▶ Task to complete
Copy every row below word for word, leaving out the pictures.

▶ Exercise inputs
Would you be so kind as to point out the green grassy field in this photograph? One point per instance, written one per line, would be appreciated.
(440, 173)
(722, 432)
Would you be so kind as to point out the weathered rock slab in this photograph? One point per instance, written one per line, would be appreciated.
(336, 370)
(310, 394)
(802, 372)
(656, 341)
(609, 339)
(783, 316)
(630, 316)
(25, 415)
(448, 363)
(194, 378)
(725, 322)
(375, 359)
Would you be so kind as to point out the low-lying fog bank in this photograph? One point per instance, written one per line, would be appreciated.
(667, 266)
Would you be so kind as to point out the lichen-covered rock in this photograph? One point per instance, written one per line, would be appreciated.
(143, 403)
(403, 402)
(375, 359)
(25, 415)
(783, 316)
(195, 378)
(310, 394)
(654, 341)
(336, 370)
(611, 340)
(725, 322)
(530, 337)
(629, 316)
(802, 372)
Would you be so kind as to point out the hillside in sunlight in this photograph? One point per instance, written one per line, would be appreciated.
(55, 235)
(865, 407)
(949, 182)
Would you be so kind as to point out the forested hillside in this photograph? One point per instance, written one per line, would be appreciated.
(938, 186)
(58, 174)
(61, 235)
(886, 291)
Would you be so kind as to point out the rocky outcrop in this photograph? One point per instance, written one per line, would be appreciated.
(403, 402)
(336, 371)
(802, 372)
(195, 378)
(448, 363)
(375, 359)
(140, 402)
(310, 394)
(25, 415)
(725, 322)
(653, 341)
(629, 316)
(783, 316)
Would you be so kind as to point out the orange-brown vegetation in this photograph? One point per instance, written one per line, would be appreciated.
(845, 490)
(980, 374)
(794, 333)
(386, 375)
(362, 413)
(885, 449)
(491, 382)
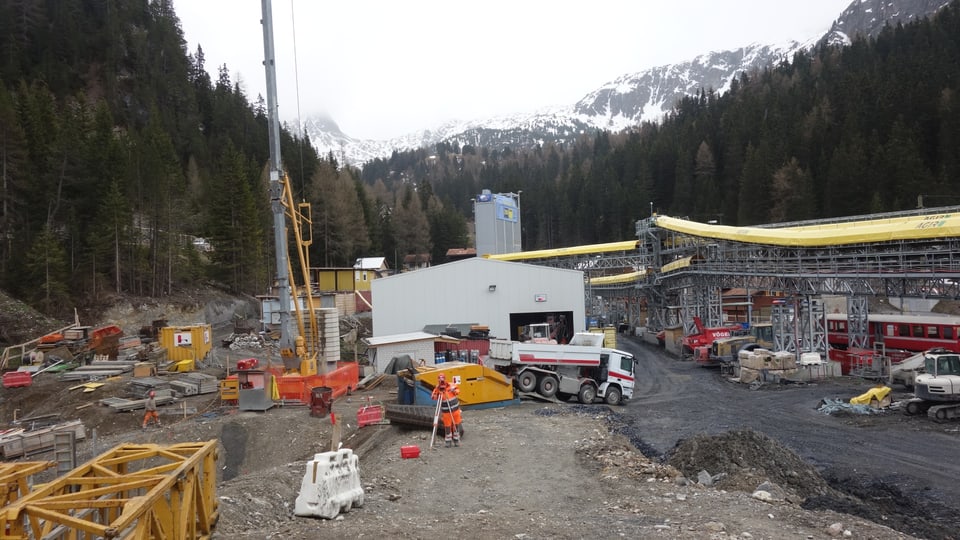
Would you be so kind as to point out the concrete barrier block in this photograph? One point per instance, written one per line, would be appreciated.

▶ Final result
Would you be so kind as to point out the green grassy field in this photograph? One point per instance, written one per line, would be appreciated.
(440, 173)
(722, 432)
Would you be so kind as to point out the weathered rock slab in this photograph? One point per instance, written one per line, would be appreciated.
(336, 370)
(310, 394)
(802, 372)
(656, 341)
(609, 339)
(783, 316)
(630, 316)
(25, 415)
(448, 363)
(194, 378)
(725, 322)
(375, 359)
Would you be so kind as to point out the low-lying fog bank in this photograph? One point per instance, written one per line, would be appreciated.
(667, 266)
Would you be so kind as to point out the lichen-covered rock in this photograph? One point per instance, written one per line, would be appreciated.
(143, 403)
(403, 402)
(375, 359)
(25, 415)
(783, 316)
(195, 378)
(310, 394)
(654, 341)
(336, 370)
(611, 340)
(725, 322)
(530, 337)
(629, 316)
(802, 372)
Would you be so kind as to point out the hillside in sunlight in this photograph? One point per instance, written one per line, would be appreciated.
(55, 235)
(865, 407)
(949, 182)
Would you be so kind as to point out the forested hillside in this photograph? One point per instance, written one per line, would be appreciated.
(938, 186)
(58, 174)
(61, 235)
(886, 291)
Would you be so kind as to point out the rocky outcrop in this photograph? One point per instance, written one per line, would be appreciated.
(403, 402)
(336, 371)
(802, 372)
(195, 378)
(448, 363)
(375, 359)
(140, 402)
(310, 394)
(25, 415)
(725, 322)
(653, 341)
(629, 316)
(783, 316)
Would you be so kind as to point out the orange-brown vegetation in this photograph? One point per instance, written one per line, would be appreciated.
(845, 490)
(980, 374)
(794, 333)
(386, 375)
(362, 413)
(885, 449)
(491, 382)
Would you be so kind as to point out the concrete barrier block in this photograph? One point per instance, written one per line, would be appreciated.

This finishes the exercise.